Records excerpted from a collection
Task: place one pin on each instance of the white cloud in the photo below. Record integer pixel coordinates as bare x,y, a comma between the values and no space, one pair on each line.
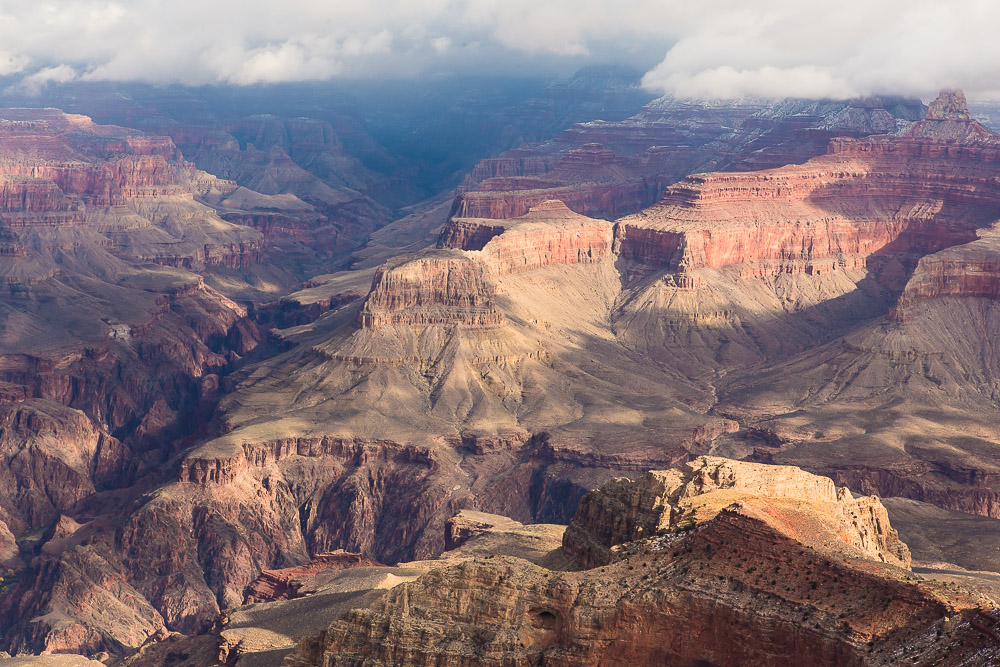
711,47
33,84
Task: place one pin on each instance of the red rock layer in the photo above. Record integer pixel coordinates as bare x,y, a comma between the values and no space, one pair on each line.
286,583
549,233
971,271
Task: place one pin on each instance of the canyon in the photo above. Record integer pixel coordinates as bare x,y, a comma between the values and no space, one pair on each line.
246,379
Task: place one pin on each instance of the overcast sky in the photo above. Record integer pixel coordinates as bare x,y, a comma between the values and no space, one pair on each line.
705,48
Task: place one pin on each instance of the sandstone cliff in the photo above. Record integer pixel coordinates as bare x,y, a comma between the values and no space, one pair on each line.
739,588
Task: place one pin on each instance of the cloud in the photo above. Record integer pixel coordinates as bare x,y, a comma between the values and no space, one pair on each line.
33,84
774,48
710,48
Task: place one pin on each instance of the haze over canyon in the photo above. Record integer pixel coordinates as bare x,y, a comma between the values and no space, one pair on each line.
508,356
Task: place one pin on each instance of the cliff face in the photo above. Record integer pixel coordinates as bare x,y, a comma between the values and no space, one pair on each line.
430,291
739,588
625,511
610,169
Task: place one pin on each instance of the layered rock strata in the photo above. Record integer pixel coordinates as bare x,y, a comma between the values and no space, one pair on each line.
758,579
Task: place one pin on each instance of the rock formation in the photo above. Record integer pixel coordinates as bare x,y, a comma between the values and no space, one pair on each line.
767,574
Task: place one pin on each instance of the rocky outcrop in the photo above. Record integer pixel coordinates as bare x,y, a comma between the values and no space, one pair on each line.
949,105
747,585
664,501
286,583
444,289
549,233
53,457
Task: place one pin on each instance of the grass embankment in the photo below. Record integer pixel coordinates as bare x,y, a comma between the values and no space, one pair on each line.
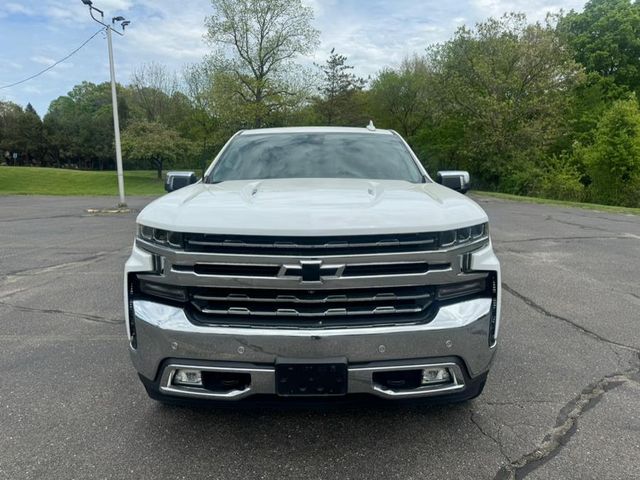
60,181
563,203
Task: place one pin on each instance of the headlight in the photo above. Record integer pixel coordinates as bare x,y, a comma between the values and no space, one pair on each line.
160,236
461,236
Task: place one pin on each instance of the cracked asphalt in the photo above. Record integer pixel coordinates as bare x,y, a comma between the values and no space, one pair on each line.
562,400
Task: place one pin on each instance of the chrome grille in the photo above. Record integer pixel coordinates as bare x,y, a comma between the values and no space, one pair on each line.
312,282
318,307
310,246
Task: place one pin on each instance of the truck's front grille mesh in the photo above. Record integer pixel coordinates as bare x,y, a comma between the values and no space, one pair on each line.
310,307
310,246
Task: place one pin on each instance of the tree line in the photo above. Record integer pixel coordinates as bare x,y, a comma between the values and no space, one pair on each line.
532,108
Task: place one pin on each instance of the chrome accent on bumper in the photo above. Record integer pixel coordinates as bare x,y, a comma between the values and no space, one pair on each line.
360,380
458,330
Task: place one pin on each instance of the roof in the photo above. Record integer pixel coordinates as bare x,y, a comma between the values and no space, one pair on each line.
258,131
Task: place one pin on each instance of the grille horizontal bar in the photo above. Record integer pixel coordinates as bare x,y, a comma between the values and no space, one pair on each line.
314,305
309,246
373,269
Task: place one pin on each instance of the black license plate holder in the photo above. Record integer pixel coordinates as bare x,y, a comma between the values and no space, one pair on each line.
311,378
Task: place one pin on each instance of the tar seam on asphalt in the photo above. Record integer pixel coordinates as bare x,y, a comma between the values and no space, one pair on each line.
566,422
566,425
575,325
83,316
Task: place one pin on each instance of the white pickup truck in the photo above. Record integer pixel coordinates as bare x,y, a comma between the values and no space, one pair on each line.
313,263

* [THE EXERCISE] Please extract all of the lines above word for word, leaving the pictures out of your answer.

* [THE SOLUTION]
Task: place one pin on each instance of the white cloud in the photo below. Record integer pixel coordinates as bare x,y, a comma between the values and no space, one pair on each line.
711,47
33,84
Task: place one pin on each instance of the red rock layer in the photo above. Record integer pixel coordinates as bare x,y, a comma between the values and no space, one pair on each line.
286,583
549,233
971,271
Task: place one pin on each instance of the canyon in the photo above. Record integer pixel coordinates as bare x,y, a comma between the values and no space, one pair on each line.
246,379
Task: place one pin on each instance of the overcast sky in the photo above. Record integer pixel coordinates as bare x,y, a comma between the values and no space, one pair on each line.
705,48
Task: place one pin on each instance of the sandstone cliff in the photo above. Record integer pixel coordinates as bare x,y, a comma between the values and no space, one pair on each line.
739,588
Task: place one pin on each instance of the cloud in the photo above. Record integer pixel coordinates as bare x,y, a comma between the values and no space, one pair on each line.
33,84
774,48
710,48
Task: place one pin on each instance of the haze over canyon in the photo above. Record integer pixel coordinates as bare x,y, a comma between the values and no space, one pair on each line.
508,356
Task: place one pin on each instance of the cliff face in the photo above. Record integer pixel coordinates as bare x,y, a comma between the values and no space, one pair on each line.
430,291
739,588
625,511
610,169
Task: place one pin on each instance of the layered rock strata in the photo above. Record integer pixel coordinates as bare x,y, a comma between the values and no space, one pair on each line.
758,579
Task: place one pin on each instance of the rock formation in the photo above. Record integer pixel coordinates as bare x,y, a comma between the values and no space, one pair on each line.
767,574
Task: place one pin on each instance of the rocky outcrop in the photo above. Record integer pixel coordinates as bare x,y, a comma between the values and no space, one pair on each line.
949,105
747,585
664,501
286,583
444,289
549,233
53,457
Task: place one pin on each instance of the grass embankment in the photo below. Record integer pixel coordinates as bare x,y, a comma between the values and no space, one pair on each line.
60,181
563,203
Task: place one pin on each instance of the headlight in the photo above. Record integer pixel coordinates as bare x,y, a comma between the values and no space, one pair on each line.
160,236
461,236
Task: place one pin on each instance of the cracked asphalt in the photo above. Record integer pixel coordinates as bare x,y, a comma between the values and no space, one pair on each line.
562,400
Task: place one pin on each instance of the chrome grille in the photo above. Record integer pixel coordinates as bare x,y, a comma between the values and no space, one pair on each line.
312,282
318,307
310,246
Task: place one pin on each instance of the truck's front grille mesh in the photo above. Record integer pixel coordinates as bare x,y, a comma between the values and no space, one pair on each line.
310,307
310,246
Task: place one pin on each instance of the tree line in the photo above. Record integer pixel coordinates as bare x,y, a comma between the values and no space, one pair on each line.
532,108
Task: place one pin on each instance of the chrome accent on bumper in the photo above. Record integer pixel coordinates as bare x,y, a comma between the values and no space, one pair on each line.
360,380
458,330
Task: place one pin on each instance of the roof in the photo above. Record integer pixel coordinates as bare x,y, a comma between the values and no space, one pair on each line.
258,131
Task: place one pin on each instance of the grille horizontal bar in the photo above. Record integer pixel coordinates as bare x,y, a comma between the values and no space, one pair on each line.
314,305
309,246
373,269
Task: place one pin on each instance of the black license plate holder in the photo above. Record integer pixel coordinates as bare x,y, a comma between the values and no space, one pair on each line.
311,378
Task: place one pin on each instance of the tar seam on asphalt in the photo above. Record integer pixel coordinates as bare x,y, a comma between the values and no space, one pair on each line.
566,422
566,425
575,325
83,316
Task: place one pin on each instance of the white pickup truck in the photo above. Record integer pixel coordinates as bare x,y, a comma between the values and no space, one pair on each line.
313,263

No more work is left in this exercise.